Point-based annotation data
.....
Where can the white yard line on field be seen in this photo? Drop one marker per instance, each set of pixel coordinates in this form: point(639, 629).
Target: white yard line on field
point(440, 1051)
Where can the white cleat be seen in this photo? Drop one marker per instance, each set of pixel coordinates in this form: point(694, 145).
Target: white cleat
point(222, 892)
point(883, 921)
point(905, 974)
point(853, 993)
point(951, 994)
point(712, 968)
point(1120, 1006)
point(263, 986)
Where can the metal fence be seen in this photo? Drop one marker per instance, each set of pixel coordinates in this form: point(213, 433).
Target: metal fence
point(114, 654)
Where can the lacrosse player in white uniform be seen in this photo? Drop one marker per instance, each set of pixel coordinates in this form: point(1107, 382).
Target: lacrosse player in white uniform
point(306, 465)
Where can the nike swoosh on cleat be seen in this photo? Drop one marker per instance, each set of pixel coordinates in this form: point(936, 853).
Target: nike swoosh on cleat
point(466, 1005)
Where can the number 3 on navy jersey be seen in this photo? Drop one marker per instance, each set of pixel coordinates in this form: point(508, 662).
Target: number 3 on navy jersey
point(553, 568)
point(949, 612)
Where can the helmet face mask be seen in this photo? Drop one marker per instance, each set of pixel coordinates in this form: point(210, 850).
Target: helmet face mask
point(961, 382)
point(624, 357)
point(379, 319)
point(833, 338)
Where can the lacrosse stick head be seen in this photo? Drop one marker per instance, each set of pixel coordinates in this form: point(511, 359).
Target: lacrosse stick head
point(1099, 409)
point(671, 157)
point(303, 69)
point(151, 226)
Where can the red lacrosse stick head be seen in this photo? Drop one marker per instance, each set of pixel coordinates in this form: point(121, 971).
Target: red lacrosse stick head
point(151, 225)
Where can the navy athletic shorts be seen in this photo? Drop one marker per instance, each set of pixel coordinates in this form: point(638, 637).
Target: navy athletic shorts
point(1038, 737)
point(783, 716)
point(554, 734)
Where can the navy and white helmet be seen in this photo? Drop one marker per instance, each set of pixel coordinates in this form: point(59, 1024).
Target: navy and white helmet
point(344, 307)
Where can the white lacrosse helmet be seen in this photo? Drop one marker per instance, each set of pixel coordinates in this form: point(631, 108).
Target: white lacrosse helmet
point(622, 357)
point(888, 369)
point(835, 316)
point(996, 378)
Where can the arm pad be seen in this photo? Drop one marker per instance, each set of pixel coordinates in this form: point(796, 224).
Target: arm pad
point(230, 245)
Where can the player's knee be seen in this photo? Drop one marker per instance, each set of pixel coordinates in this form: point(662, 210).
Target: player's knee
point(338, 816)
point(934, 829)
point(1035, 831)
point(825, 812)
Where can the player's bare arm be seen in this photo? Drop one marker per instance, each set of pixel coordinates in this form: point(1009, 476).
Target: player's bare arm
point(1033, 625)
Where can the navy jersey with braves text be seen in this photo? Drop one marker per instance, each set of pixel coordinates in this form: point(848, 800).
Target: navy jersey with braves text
.....
Put every line of the items above into a numbered list, skipping any blank lines.

### [Written reply]
1. Where can the white yard line on field be seen in this photo? Drop one marker per instance, each set of pixel coordinates in this form: point(639, 629).
2. Target: white yard line on field
3. point(440, 1051)
4. Where can the white cleat be seen in this photo? Drop one marker per instance, each set of pixel coordinates in this form: point(694, 145).
5. Target: white cleat
6. point(222, 892)
7. point(883, 921)
8. point(905, 974)
9. point(853, 993)
10. point(951, 994)
11. point(712, 968)
12. point(1120, 1006)
13. point(263, 986)
14. Where can the metal fence be seen in this photo? Drop one marker per instance, each set of pixel coordinates in this form: point(213, 433).
15. Target: metal fence
16. point(114, 654)
17. Where can the lacrosse player in white uniform be seen in this photo? Drop one marker per instance, each set of pixel coordinates in this form: point(1107, 382).
18. Target: lacrosse player in white uniform
19. point(306, 465)
20. Where can the nike swoosh on cleat be seen in this photo? Drop one marker per instance, each set of pixel coordinates in this form: point(936, 853).
21. Target: nike swoosh on cleat
22. point(466, 1005)
23. Where can the number 3 on navy jersey be seen in this photo? Drop one marker per instance, each set of pixel coordinates in this form: point(508, 662).
24. Target: number 3 on navy jersey
25. point(553, 568)
26. point(949, 612)
27. Where can the helmet face mask be seen in this photo? Drop one marker per instance, each set of pixel coordinates in this form: point(210, 850).
28. Target: helmet face mask
29. point(961, 382)
30. point(624, 357)
31. point(379, 319)
32. point(833, 338)
33. Where can the lacrosse stick head be seen in this photo? Drop one marker per instance, each set of pixel coordinates in this form: point(511, 359).
34. Target: lacrosse stick head
35. point(1099, 409)
36. point(671, 157)
37. point(303, 69)
38. point(151, 226)
39. Where can the red lacrosse stick head be seen in this photo? Drop one marker per instance, each set of pixel coordinates in this form: point(121, 971).
40. Target: red lacrosse stick head
41. point(151, 225)
42. Where can the navy athletic shorts be seen in this photo? Drop one marker per instance, each set of pixel coordinates in this form: point(638, 637).
43. Target: navy athletic shorts
44. point(1038, 737)
45. point(783, 716)
46. point(554, 734)
47. Where can the navy and white helmet be seen in this photo? Drop one marker per instance, each set of pixel coordinates in this form: point(59, 1024).
48. Target: navy and white helmet
49. point(344, 307)
50. Where can the white lacrosse helmet be seen in this photo? Drop one marker per instance, each set of pixel coordinates in this form: point(631, 108).
51. Target: white lacrosse helmet
52. point(622, 357)
53. point(888, 369)
54. point(835, 316)
55. point(996, 378)
56. Where can the arm pad be seen in this photo? Drop one marker per instance, each set of pixel coordinates in this form: point(796, 224).
57. Target: arm pad
58. point(230, 245)
59. Where can the player's knee be seen in this photo? Drop one marker per instance, each set of pixel coordinates in this form: point(662, 210).
60. Target: player's knee
61. point(338, 816)
62. point(934, 829)
63. point(1035, 831)
64. point(825, 812)
65. Where can the player's bare arm be seen in this photo? Drop one marker per instance, each set of pixel coordinates in this form: point(1009, 476).
66. Target: player's bare arm
67. point(1033, 625)
68. Where can the navy jersey with braves text be seen in this photo? Drop one marker per instance, each set of pixel coordinates in this form: point(848, 800).
69. Target: navy jersey with braves text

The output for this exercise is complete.